Yes. I correct my statement. There is no transformation for FFN in Mini-DeiT. iRPE is utilized for only the key. https://github.com/microsoft/Cream/blob/4a13c4091e78f9abd2160e7e01c02e48c1cf8fb9/MiniViT/Mini-DeiT/mini_vision_transformer.py#L97

https://github.com/microsoft/Cream/blob/4a13c4091e78f9abd2160e7e01c02e48c1cf8fb9/MiniViT/Mini-DeiT/mini_deit_models.py#L17

gudrb commented 2 days ago

Hello,

I have a question regarding the implementation of layer normalization in the MiniViT paper and the corresponding code. Specifically, I am referring to how layer normalization is applied between transformer blocks.

In the MiniViT paper, it is mentioned that layer normalization between transformer blocks is not shared, and I believe the code reflects this. However, I am confused about how the RepeatedModuleList applies layer normalization multiple times and how it ensures that the normalizations are not shared.

Here is the relevant code snippet for the MiniBlock class: https://github.com/microsoft/Cream/blob/4a13c4091e78f9abd2160e7e01c02e48c1cf8fb9/MiniViT/Mini-DeiT/mini_vision_transformer.py#L144

thank you.

wkcn commented 1 day ago

Hi @gudrb ,

The following code creates a list of LayerNorm, where the number of LayerNorm is repeated_times. https://github.com/microsoft/Cream/blob/4a13c4091e78f9abd2160e7e01c02e48c1cf8fb9/MiniViT/Mini-DeiT/mini_vision_transformer.py#L145-L146

RepeatedModuleList will select the self._repeated_id-th LayerNorm to forward.

https://github.com/microsoft/Cream/blob/4a13c4091e78f9abd2160e7e01c02e48c1cf8fb9/MiniViT/Mini-DeiT/mini_vision_transformer.py#L28-L29

In RepeatedMiniBlock, _repeated_id is updated. Therefore, each LayerNorm, conv and RPE are executed once but other modules are executed multiple times.

https://github.com/microsoft/Cream/blob/4a13c4091e78f9abd2160e7e01c02e48c1cf8fb9/MiniViT/Mini-DeiT/mini_vision_transformer.py#L174-L180

gudrb commented 1 day ago

Hello,

Thank you for your kind reply.

I noticed that Relative Position Encoding (RPE) is applied only on the key value. In the MiniViT paper, I couldn't see the explicit application of it in the equations.

20240702_164802 Does this mean that (K^T_m) already represents the image with the relative position applied (using the piecewise function, product method, contextual mode, and unshared)?

Thank you!

wkcn commented 9 hours ago

Hi @gudrb , here is the application of the weight transformation.

https://github.com/microsoft/Cream/blob/4a13c4091e78f9abd2160e7e01c02e48c1cf8fb9/MiniViT/Mini-DeiT/mini_vision_transformer.py#L103-L109

gudrb commented 8 hours ago

20240702_164802 In the equations provided in the MiniViT paper, is K_m^T actually representing (K'_m + r_m)^T, where r are trainable positional identifiers? In the code, iRPE is used, but the notation is not explicitly shown in the equations from the paper. Could you confirm if this interpretation is correct?

wkcn commented 8 hours ago

In the equation 7, we ignore the relative position encoding. The iRPE is only applied on Mini-DeiT.

Rows from a dataset of box labels:
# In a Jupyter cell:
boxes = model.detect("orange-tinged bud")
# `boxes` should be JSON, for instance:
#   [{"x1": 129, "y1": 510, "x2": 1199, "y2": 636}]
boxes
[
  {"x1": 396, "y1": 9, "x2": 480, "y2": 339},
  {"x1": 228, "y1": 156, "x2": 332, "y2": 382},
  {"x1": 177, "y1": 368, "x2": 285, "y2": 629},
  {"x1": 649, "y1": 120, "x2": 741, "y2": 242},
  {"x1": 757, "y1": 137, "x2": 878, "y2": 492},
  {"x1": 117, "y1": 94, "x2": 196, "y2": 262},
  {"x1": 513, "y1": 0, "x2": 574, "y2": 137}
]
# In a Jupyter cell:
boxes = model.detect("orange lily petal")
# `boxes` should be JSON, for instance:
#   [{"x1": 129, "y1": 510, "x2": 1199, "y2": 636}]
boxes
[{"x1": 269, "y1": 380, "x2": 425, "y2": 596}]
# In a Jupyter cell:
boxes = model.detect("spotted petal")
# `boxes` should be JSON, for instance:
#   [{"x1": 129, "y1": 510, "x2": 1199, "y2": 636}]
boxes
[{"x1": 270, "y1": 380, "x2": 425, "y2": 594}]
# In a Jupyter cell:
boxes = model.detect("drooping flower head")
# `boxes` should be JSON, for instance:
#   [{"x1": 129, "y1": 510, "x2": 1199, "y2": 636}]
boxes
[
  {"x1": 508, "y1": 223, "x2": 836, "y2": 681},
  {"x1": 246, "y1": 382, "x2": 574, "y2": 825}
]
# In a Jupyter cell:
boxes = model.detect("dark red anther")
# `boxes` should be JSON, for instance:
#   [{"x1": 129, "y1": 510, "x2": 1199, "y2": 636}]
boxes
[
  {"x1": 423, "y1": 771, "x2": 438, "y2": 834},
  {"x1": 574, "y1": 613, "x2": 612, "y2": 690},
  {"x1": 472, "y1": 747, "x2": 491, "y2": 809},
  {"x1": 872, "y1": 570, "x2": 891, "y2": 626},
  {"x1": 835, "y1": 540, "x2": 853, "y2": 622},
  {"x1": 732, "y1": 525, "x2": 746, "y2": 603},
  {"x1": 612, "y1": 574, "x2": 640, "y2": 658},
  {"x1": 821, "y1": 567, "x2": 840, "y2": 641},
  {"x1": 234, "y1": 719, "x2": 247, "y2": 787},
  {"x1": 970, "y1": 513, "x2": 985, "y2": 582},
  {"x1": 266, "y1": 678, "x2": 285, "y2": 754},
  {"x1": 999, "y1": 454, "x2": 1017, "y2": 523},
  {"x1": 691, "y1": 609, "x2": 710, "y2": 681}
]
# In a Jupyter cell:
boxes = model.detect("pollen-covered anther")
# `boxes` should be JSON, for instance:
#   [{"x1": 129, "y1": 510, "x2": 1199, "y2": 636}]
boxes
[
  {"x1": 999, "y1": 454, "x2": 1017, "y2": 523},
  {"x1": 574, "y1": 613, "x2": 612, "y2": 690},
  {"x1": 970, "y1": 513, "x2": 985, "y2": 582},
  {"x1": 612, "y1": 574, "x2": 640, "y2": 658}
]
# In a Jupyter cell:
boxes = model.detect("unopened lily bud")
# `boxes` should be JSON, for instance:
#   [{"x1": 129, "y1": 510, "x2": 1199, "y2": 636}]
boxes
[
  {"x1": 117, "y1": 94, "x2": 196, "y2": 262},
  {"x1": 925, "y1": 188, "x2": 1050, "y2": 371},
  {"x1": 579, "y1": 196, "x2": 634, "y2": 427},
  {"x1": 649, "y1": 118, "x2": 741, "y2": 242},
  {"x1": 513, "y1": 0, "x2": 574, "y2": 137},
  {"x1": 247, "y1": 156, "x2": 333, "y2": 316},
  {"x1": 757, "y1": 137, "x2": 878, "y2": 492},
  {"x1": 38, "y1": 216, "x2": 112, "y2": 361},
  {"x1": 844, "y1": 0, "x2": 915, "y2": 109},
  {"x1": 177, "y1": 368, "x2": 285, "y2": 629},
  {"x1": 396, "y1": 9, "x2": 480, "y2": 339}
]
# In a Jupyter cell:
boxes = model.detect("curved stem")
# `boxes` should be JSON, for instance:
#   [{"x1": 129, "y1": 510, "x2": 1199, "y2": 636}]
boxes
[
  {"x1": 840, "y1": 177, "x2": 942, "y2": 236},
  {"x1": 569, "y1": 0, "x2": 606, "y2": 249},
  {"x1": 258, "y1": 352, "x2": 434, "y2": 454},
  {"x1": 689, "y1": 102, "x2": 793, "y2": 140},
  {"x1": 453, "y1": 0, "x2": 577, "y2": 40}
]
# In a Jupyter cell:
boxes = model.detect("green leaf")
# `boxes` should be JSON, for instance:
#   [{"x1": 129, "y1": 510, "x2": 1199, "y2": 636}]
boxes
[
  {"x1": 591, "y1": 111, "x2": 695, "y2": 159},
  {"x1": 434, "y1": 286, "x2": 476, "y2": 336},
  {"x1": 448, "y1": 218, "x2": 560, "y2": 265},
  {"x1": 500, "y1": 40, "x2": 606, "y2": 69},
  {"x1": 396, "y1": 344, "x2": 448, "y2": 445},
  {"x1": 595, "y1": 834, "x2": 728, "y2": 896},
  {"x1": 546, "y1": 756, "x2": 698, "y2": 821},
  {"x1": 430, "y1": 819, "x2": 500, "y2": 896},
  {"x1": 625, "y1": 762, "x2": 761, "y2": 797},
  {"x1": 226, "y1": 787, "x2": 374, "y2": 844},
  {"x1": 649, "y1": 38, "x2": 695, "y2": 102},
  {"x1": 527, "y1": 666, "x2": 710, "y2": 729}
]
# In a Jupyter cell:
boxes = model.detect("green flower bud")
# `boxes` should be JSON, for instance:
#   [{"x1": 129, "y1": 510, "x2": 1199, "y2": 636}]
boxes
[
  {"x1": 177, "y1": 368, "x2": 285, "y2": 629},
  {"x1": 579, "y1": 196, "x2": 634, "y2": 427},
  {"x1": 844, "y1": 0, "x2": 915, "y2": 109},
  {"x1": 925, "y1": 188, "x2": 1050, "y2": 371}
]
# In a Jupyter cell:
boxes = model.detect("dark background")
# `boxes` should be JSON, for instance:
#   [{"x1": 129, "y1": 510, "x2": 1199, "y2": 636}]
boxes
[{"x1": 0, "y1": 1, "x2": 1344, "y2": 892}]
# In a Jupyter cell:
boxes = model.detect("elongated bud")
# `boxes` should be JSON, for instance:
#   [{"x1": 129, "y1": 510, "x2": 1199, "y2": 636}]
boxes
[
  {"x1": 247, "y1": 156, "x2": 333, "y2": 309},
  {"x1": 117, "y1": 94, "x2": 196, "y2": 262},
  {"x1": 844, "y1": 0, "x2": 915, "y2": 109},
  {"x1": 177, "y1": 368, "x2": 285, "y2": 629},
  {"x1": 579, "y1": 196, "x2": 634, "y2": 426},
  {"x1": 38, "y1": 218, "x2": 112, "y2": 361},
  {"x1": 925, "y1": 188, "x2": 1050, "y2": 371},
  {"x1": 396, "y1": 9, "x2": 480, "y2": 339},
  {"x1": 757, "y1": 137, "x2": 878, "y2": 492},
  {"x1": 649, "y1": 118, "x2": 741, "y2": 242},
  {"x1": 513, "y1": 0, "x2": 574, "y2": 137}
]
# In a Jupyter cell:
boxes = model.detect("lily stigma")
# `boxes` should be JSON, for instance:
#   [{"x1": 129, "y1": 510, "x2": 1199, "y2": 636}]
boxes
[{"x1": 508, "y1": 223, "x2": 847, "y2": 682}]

#### Tasks to complete:
1. Output the stretch of the MiniViT discussion from "I noticed that" through "mode, and unshared)?", copied word for word.
2. Show each line of the listing that contains the string "orange", treating uppercase and lowercase as different.
The listing is unrelated to the MiniViT discussion.

#### Responses:
1.
I noticed that Relative Position Encoding (RPE) is applied only on the key value. In the MiniViT paper, I couldn't see the explicit application of it in the equations.

20240702_164802 Does this mean that (K^T_m) already represents the image with the relative position applied (using the piecewise function, product method, contextual mode, and unshared)?

2.
boxes = model.detect("orange-tinged bud")
boxes = model.detect("orange lily petal")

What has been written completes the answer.